Entradas de dados
•••
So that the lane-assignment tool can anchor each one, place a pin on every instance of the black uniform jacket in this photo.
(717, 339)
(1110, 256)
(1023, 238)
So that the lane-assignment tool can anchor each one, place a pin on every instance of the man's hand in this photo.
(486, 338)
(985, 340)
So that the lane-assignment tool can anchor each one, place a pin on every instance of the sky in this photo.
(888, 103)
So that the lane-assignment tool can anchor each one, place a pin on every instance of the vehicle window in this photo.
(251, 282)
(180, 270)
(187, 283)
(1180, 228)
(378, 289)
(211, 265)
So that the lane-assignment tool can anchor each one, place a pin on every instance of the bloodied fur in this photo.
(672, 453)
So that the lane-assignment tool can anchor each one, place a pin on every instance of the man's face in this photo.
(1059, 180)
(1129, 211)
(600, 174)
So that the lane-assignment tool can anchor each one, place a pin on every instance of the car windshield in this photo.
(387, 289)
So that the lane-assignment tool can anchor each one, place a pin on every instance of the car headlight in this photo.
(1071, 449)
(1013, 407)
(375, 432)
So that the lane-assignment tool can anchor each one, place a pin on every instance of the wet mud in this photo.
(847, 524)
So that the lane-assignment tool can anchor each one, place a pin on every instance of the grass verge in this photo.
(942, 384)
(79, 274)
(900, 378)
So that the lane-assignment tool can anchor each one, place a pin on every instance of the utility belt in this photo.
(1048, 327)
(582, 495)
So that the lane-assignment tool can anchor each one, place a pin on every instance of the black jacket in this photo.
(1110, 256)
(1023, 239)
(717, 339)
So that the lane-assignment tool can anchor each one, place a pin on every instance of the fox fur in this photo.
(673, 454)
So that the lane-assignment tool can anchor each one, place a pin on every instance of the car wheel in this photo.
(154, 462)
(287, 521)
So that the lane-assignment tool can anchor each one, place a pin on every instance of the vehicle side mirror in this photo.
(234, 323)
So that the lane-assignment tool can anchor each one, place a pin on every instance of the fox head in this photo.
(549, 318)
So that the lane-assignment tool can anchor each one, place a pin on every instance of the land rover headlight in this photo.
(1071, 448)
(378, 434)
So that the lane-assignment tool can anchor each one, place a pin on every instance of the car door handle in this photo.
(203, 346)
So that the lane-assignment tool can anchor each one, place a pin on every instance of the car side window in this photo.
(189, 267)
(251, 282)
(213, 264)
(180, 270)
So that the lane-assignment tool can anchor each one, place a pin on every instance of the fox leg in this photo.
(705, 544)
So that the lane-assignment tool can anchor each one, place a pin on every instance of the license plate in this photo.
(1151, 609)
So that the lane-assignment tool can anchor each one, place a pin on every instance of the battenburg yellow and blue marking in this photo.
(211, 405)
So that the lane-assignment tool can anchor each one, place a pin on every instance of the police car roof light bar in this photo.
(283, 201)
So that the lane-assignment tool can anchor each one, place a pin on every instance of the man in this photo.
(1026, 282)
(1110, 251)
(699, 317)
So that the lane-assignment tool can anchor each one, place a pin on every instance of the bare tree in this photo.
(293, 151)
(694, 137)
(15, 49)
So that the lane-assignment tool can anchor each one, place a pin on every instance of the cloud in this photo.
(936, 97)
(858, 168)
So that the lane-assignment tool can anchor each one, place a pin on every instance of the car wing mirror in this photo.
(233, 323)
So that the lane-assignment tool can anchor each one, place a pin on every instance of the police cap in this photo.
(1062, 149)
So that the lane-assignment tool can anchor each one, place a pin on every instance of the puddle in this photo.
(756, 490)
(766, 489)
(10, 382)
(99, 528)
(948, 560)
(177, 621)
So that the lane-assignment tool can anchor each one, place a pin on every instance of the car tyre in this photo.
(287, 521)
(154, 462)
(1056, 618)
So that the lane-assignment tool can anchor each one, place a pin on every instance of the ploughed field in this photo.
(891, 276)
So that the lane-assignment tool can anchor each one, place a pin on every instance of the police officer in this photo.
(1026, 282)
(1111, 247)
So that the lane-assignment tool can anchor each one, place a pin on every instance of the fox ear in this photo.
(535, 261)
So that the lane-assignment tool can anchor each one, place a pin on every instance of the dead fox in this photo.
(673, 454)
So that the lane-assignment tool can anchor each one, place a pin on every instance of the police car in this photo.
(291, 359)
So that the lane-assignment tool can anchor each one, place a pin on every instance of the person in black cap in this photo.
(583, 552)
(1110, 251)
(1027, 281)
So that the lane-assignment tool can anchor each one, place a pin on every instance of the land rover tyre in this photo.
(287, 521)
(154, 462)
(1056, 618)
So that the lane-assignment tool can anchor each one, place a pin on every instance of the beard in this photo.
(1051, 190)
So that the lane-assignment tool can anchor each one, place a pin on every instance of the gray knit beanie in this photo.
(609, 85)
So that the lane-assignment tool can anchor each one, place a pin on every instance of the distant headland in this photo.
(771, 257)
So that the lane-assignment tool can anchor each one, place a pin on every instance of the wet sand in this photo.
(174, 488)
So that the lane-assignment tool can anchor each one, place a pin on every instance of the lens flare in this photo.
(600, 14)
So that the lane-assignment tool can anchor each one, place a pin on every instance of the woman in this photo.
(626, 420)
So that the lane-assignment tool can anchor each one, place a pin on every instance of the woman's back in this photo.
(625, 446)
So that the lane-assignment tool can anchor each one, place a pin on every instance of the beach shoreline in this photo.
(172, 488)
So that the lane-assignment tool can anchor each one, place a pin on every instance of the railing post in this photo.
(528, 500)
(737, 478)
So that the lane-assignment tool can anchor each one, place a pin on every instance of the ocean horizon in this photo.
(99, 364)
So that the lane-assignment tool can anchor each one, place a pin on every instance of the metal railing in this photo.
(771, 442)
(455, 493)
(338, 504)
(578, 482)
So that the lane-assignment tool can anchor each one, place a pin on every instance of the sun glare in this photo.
•••
* _INSTRUÇÃO ESCRITA_
Cite todos os dados acima, linha por linha, sem mudar nada.

* _RESPOSTA DO EXERCÍCIO_
So that the lane-assignment tool can anchor each one, place a pin on every instance of the black uniform jacket in this photo.
(717, 339)
(1110, 256)
(1023, 238)
So that the lane-assignment tool can anchor each one, place a pin on every instance of the man's hand in this photo.
(486, 338)
(985, 340)
So that the lane-assignment tool can anchor each one, place a pin on every instance of the sky in this photo.
(888, 103)
So that the lane-assignment tool can anchor each one, place a pin on every instance of the vehicle window in this photo.
(251, 282)
(180, 270)
(187, 283)
(1180, 228)
(378, 289)
(211, 265)
So that the lane-assignment tool can anchor each one, place a pin on every instance of the bloodied fur in this photo.
(672, 453)
So that the lane-assignment tool can anchor each one, place a pin on every instance of the man's face in this photo.
(1059, 180)
(1129, 211)
(600, 174)
So that the lane-assignment tool can anchor each one, place a pin on every instance of the car windshield in this photo.
(387, 289)
So that the lane-assignment tool can anchor each one, place a pin on every instance of the car headlight in this photo.
(1071, 449)
(1013, 407)
(375, 432)
So that the lane-assignment tool can anchor each one, place a pin on every instance of the wet mud in this photo.
(847, 524)
So that the lane-assignment tool can anchor each one, place a pin on every instance of the grass verge in this photo.
(942, 384)
(79, 274)
(900, 378)
So that the lane-assignment tool can anchor each one, place a pin on every instance of the utility belt in this photo.
(1048, 327)
(582, 495)
So that the lane-assignment tool can anchor each one, place a pin on every instance of the black jacket in this photo.
(1110, 256)
(1023, 239)
(717, 339)
So that the lane-assignment tool can anchor each one, place a pin on every instance of the fox fur in this photo.
(673, 454)
So that the lane-assignment tool can anchor each one, place a pin on every instance of the car wheel in this photo.
(154, 462)
(287, 521)
So that the lane-assignment tool can anchor each one, place a pin on every instance of the vehicle side mirror in this photo.
(234, 323)
So that the lane-assignment tool can anchor each one, place a pin on every instance of the fox head in this photo.
(549, 318)
So that the lane-assignment tool can anchor each one, place a pin on every instance of the land rover headlight in this photo.
(1071, 448)
(378, 434)
So that the lane-assignment tool can anchor each one, place a pin on every instance of the car door handle in this photo.
(203, 346)
So that the lane-assignment tool can anchor each one, place a pin on every instance of the car side window in this photo.
(189, 267)
(251, 282)
(213, 264)
(180, 270)
So that the lane-assignment tool can anchor each one, place a pin on every instance of the fox leg in this photo.
(705, 544)
So that the lane-assignment tool can anchor each one, place a pin on every instance of the license plate in this photo.
(1151, 609)
So that the lane-assignment tool can anchor each one, place a pin on every instance of the battenburg yellow and blue marking in this photo.
(211, 405)
So that the lane-assignment tool can anchor each one, place a pin on every instance of the police car roof light bar in this photo.
(283, 201)
So that the lane-assignment tool can anchor each one, place a pin on every instance of the man in this photo.
(1026, 282)
(1110, 251)
(699, 317)
So that the lane-assignment tool can anchor each one, place a pin on every instance of the bare tree in this photo.
(293, 151)
(694, 137)
(15, 49)
So that the lane-assignment tool can anchor each one, place a pin on every instance of the cloud in this photo.
(936, 97)
(858, 168)
So that the lane-assignment tool can anchor each one, place a pin on every instance of the car wing mirror in this photo.
(233, 323)
So that the lane-assignment tool can anchor each one, place a pin on every instance of the police cap in this photo.
(1062, 149)
So that the lane-assignment tool can anchor each one, place a pin on every instance of the puddle in this photo.
(756, 490)
(766, 489)
(10, 382)
(99, 528)
(948, 560)
(177, 621)
So that the lane-assignment tool can anchor each one, place a pin on every instance of the car tyre in this photo.
(287, 521)
(154, 462)
(1056, 618)
So that the lane-assignment tool can anchor each one, place a pin on every instance of the ploughed field in this photo.
(891, 276)
So that the lane-assignment tool can anchor each one, place a pin on every instance of the police officer in this photo.
(1026, 282)
(1111, 247)
So that the lane-assignment tool can anchor each one, place a pin on every instance of the fox ear in this photo.
(535, 261)
So that the lane-assignment tool can anchor each one, place a pin on every instance of the dead fox in this photo.
(673, 454)
So that the lane-assignment tool can anchor each one, place a pin on every instance of the police car in this photo.
(291, 359)
So that the lane-assignment tool can anchor each one, place a pin on every instance of the person in black cap in this photo.
(583, 552)
(1110, 251)
(1027, 281)
So that the lane-assignment tool can anchor each one, place a pin on every instance of the land rover tyre in this photo.
(287, 521)
(154, 462)
(1056, 618)
So that the lane-assignment tool can anchor each one, place a pin on every instance of the beard in this photo.
(1051, 190)
So that the lane-assignment tool can anchor each one, place a pin on every instance of the gray knit beanie in this photo.
(609, 85)
So that the lane-assignment tool can anchor each one, place a pin on every instance of the distant headland in this photo.
(771, 257)
So that the lane-assignment tool can anchor each one, place a pin on every instance of the wet sand in this photo.
(174, 488)
So that the lane-assignment tool can anchor each one, place a pin on every instance of the lens flare in this photo.
(600, 14)
So that the lane-assignment tool can anchor each one, place a pin on every instance of the woman in this photo.
(626, 420)
So that the lane-assignment tool can anchor each one, place a pin on every instance of the woman's back in this photo.
(625, 446)
So that the lane-assignment tool can anchor each one, place a pin on every instance of the beach shoreline in this photo.
(172, 488)
So that the lane-assignment tool can anchor each one, place a pin on every instance of the railing post in this photo.
(528, 500)
(737, 478)
So that the lane-assignment tool can anchor each one, place a pin on every instance of the ocean horizon in this photo.
(99, 364)
So that the lane-assignment tool can anchor each one, place a pin on every instance of the metal railing in this photo.
(771, 442)
(455, 493)
(338, 504)
(578, 482)
So that the lane-assignment tool can anchor each one, place a pin on every instance of the sun glare in this photo.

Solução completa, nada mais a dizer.